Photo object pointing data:
• • • • • • •

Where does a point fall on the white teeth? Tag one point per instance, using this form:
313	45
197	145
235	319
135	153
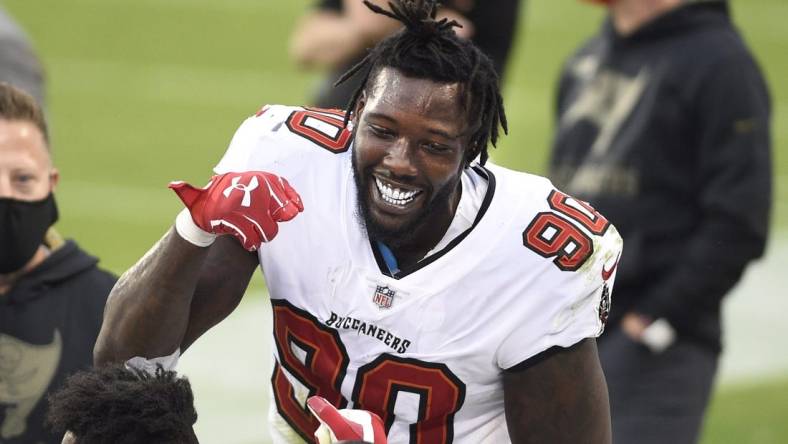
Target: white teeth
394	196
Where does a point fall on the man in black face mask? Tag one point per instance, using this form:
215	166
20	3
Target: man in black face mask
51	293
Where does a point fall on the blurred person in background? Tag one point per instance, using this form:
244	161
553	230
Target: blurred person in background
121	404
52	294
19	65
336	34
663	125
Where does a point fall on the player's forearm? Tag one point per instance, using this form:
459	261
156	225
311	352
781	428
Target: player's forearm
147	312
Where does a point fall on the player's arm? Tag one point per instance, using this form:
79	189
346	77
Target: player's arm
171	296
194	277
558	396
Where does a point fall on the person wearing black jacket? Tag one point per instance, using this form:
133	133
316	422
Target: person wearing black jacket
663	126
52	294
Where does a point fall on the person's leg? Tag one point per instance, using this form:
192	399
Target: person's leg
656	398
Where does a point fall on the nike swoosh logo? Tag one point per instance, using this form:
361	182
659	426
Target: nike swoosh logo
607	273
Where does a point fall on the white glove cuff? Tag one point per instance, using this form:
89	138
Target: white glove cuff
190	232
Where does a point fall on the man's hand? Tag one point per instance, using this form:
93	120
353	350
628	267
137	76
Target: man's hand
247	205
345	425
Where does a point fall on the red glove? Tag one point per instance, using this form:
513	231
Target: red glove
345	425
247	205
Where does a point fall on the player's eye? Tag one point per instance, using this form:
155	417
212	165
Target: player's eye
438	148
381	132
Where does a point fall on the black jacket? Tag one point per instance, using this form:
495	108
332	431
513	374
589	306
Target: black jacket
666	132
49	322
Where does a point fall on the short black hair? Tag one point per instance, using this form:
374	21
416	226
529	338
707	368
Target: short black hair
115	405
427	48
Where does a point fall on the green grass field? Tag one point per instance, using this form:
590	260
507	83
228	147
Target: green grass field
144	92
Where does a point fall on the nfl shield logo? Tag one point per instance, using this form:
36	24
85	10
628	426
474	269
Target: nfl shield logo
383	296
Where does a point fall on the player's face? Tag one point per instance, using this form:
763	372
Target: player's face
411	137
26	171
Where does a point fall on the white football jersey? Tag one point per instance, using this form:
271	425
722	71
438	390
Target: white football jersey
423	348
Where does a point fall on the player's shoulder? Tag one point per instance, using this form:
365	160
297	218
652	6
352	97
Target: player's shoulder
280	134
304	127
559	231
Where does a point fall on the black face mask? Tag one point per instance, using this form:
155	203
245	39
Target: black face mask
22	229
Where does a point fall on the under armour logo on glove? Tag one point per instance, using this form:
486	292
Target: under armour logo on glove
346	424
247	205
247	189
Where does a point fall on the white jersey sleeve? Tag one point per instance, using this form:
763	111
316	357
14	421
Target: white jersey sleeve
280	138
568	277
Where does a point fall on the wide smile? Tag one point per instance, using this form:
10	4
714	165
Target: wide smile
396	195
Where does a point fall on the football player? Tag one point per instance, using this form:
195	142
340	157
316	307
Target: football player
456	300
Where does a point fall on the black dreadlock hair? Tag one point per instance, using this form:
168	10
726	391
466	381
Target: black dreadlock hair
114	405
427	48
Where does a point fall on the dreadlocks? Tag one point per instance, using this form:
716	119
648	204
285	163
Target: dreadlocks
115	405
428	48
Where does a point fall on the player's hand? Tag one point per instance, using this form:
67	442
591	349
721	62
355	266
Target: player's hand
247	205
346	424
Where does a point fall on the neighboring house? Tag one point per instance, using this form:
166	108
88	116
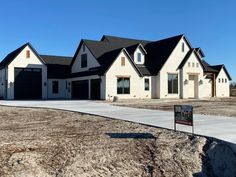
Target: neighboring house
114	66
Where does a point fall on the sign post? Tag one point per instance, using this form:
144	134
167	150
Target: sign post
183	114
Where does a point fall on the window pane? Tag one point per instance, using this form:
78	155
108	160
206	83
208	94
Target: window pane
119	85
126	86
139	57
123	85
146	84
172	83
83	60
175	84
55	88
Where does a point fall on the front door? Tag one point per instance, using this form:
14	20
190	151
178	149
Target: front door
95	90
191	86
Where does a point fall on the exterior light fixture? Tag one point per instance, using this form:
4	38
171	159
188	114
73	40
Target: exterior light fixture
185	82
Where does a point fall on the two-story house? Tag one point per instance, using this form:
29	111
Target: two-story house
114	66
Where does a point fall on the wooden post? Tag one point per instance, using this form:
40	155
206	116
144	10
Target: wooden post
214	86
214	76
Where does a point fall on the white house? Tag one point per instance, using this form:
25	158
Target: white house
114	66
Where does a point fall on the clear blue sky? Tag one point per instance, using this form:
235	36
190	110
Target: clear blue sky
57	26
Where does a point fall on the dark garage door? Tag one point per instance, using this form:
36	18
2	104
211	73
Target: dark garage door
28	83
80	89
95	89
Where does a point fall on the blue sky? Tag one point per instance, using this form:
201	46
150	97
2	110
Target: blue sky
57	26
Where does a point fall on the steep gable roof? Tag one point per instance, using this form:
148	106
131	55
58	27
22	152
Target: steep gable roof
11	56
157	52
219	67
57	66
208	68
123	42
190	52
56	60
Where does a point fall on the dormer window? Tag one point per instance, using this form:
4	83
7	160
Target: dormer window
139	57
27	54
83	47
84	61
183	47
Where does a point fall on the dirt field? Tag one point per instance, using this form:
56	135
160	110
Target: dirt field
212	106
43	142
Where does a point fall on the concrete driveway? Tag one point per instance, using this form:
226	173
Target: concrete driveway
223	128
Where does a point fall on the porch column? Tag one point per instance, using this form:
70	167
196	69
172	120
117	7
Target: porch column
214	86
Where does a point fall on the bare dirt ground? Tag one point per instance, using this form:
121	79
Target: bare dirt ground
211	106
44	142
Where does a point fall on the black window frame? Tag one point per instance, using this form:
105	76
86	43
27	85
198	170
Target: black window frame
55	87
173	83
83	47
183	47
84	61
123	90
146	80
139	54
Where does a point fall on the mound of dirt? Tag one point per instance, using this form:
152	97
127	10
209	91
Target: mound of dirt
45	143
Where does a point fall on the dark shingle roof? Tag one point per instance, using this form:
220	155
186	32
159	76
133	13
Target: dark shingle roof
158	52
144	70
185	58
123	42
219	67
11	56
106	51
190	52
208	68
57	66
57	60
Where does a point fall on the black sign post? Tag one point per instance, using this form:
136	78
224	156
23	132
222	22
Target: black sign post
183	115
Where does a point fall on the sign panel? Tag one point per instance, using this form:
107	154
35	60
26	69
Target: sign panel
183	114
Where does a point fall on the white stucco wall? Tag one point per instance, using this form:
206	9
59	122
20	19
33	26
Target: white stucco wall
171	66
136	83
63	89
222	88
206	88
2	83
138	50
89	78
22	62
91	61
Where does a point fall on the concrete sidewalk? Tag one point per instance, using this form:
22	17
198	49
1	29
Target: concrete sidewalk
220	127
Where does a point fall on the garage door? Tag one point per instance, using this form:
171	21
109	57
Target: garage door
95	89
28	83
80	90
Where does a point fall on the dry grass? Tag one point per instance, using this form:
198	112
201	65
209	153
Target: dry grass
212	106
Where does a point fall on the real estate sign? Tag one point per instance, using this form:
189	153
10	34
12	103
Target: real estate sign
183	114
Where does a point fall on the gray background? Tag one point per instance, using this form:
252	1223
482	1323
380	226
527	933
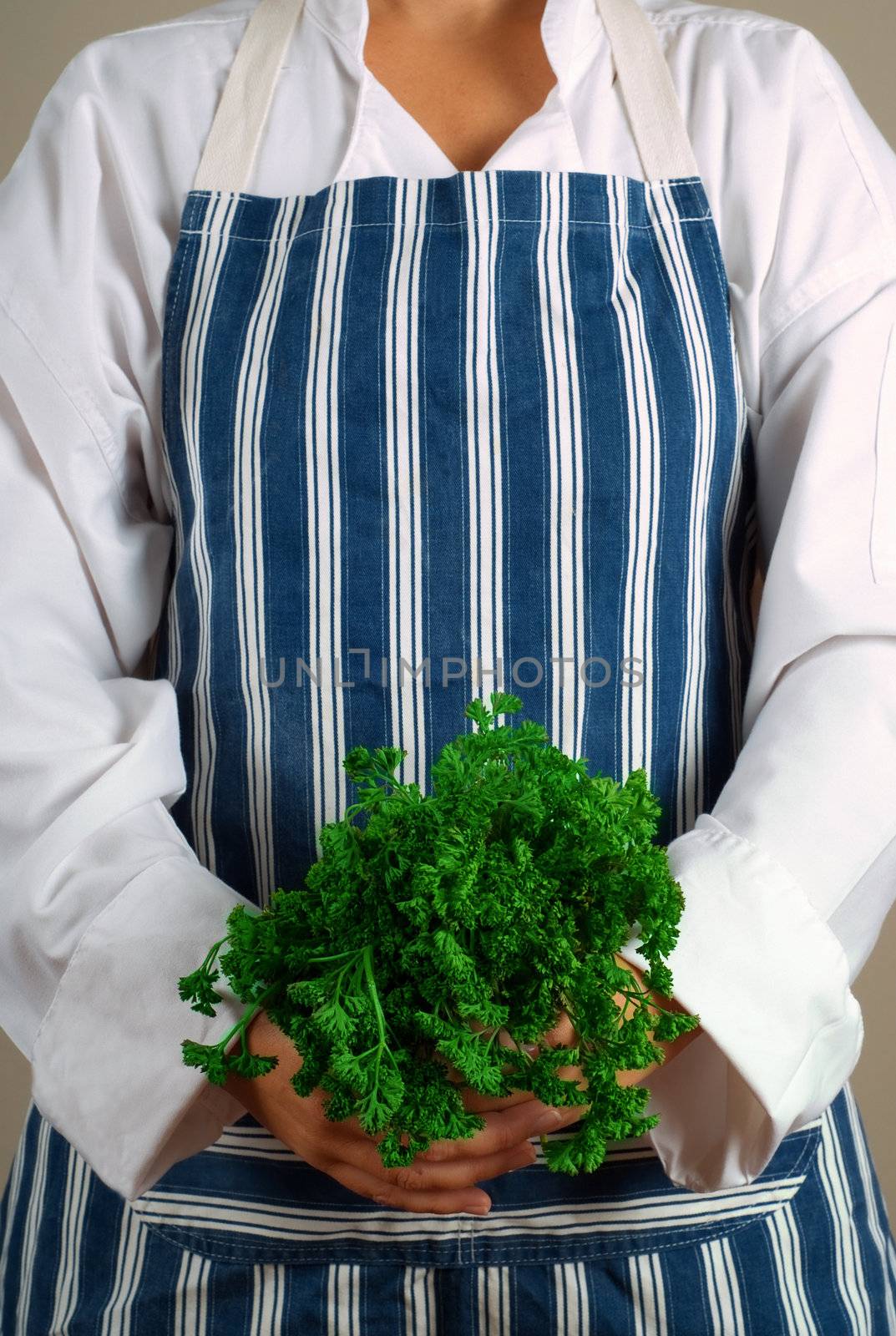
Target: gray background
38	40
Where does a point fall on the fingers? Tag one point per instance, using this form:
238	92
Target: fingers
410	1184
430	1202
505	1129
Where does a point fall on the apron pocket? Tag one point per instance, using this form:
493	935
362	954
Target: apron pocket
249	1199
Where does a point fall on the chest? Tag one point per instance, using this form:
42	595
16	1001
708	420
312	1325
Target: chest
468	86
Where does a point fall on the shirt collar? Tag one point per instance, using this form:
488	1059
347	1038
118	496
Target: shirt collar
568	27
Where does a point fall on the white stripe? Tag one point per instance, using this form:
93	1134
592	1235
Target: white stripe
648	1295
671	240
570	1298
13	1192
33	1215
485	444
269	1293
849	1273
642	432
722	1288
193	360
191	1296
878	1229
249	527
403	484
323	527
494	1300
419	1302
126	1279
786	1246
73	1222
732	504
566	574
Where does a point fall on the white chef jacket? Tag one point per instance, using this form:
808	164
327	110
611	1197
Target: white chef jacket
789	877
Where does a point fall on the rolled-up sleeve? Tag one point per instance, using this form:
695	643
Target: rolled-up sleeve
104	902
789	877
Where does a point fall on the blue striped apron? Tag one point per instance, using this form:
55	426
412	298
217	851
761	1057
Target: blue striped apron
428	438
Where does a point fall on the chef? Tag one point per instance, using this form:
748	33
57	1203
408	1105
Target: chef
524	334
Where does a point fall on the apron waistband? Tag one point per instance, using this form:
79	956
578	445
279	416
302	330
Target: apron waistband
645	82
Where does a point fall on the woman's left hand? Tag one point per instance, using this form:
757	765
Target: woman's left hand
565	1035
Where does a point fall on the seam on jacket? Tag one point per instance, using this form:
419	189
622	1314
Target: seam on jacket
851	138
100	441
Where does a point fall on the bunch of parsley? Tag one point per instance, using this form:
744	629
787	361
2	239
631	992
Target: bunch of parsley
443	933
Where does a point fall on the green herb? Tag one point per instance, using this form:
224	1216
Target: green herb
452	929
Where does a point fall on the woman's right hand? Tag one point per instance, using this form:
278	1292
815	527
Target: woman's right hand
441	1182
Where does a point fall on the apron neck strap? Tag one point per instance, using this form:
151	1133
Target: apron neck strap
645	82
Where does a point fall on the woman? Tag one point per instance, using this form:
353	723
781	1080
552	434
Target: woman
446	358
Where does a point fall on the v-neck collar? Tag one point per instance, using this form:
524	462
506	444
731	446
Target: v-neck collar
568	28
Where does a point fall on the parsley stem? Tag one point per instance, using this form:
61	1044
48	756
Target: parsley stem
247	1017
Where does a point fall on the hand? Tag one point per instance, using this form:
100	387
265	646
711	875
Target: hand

• • • • • • •

* [EXERCISE OBJECTIVE]: Write out the lines from the one with "Where does a point fall on the hand?" through the end of the data, reproducing them verbatim.

* [EXERCISE SOLUTION]:
Where does a point fall on the hand? Tag one point per instance, using this form:
100	387
265	646
711	875
Target: hand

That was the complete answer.